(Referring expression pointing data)
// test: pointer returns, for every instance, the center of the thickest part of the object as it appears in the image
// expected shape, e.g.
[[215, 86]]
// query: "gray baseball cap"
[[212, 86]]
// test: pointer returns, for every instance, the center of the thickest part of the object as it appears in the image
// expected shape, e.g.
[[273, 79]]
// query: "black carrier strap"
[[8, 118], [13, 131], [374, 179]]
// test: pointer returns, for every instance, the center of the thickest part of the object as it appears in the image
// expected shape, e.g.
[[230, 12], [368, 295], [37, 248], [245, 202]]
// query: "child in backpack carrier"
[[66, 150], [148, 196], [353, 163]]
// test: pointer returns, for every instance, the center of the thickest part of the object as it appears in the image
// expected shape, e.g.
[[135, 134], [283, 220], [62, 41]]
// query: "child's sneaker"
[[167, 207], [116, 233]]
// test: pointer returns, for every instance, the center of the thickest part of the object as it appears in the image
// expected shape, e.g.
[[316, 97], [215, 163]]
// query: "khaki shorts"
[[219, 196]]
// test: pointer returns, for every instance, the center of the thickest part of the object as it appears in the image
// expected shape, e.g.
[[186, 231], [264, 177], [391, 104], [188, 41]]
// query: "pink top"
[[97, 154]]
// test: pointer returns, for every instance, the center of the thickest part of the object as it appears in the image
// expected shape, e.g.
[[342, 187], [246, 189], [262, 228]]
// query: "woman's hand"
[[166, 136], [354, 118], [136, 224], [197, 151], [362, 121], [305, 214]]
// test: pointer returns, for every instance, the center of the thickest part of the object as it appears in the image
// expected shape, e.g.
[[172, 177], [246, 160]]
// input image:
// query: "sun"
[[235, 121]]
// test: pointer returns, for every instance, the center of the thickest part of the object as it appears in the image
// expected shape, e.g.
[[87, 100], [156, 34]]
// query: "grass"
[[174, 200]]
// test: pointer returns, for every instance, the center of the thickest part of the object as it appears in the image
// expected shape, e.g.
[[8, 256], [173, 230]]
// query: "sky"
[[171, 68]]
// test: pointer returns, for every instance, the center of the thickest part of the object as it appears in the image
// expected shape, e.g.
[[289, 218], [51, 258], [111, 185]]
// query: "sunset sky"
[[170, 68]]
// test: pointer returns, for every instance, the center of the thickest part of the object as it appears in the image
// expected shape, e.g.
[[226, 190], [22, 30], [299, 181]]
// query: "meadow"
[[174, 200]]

= WHAT IS REQUIRED =
The expected output is an exact copy of all the records above.

= SOLUTION TO THIS PROBLEM =
// test: pointer returns, for every instance, the center of the thickest part of the object as it appears in the image
// expected shape, e.g.
[[215, 86]]
// query: "gray baseball cap"
[[212, 86]]
// test: pointer returns, for every instance, the center of the thickest part of the object as it appears in the image
// expected shape, e.g.
[[273, 79]]
// query: "black carrier strap"
[[8, 118], [13, 131], [374, 179]]
// test: pointer returns, for every instance, the center of the thickest part of the object as it appears in the image
// expected shape, e.g.
[[230, 12], [368, 295], [37, 248], [245, 202]]
// query: "child in backpack carrier"
[[66, 150], [148, 196], [353, 163]]
// test: pointer returns, for every instance, the center of the thickest part of the object as it appears in the image
// expected shape, e.g.
[[135, 134], [283, 220], [62, 41]]
// query: "child's sneaker"
[[167, 207], [116, 233]]
// test: pointer returns, for every instance, the center of the thickest part of the object as it appears in the image
// expected shape, e.g.
[[316, 97], [215, 163]]
// query: "khaki shorts"
[[219, 196]]
// test: pointer returns, for every instance, the center of the thickest part of the object as it appears in the image
// expected shape, e.g.
[[186, 231], [264, 177], [391, 104], [188, 41]]
// query: "pink top"
[[97, 154]]
// test: pointer returns, for every instance, the center of the thickest part of the object as it appears in the image
// expected shape, e.g.
[[342, 187], [246, 189], [262, 228]]
// query: "woman's hand"
[[166, 136], [354, 118], [136, 224], [197, 151], [362, 121], [305, 214]]
// test: pointer returns, for every instance, the center of the thickest part of the object as it appears in the image
// expected shape, e.g.
[[172, 177], [246, 160]]
// input image:
// query: "sun"
[[235, 121]]
// test: pointer returns, for every instance, the center of the thickest part of the object as it appears in the image
// expected shape, e.g.
[[87, 100], [156, 34]]
// query: "grass"
[[174, 200]]
// test: pointer returns, for every instance, the center of the thickest part of the object as it appears in the image
// expected shape, e.g.
[[8, 256], [173, 230]]
// query: "sky"
[[171, 68]]
// test: pointer returns, for every instance, the center of the thickest part of the object as it appears in the image
// expected shape, e.g.
[[289, 218], [51, 258], [111, 185]]
// query: "sunset sky"
[[170, 68]]
// test: pointer returns, for every instance, the center of the thickest part of the object as it appears in the image
// expected shape, e.g.
[[226, 190], [22, 30], [299, 181]]
// query: "meadow"
[[174, 200]]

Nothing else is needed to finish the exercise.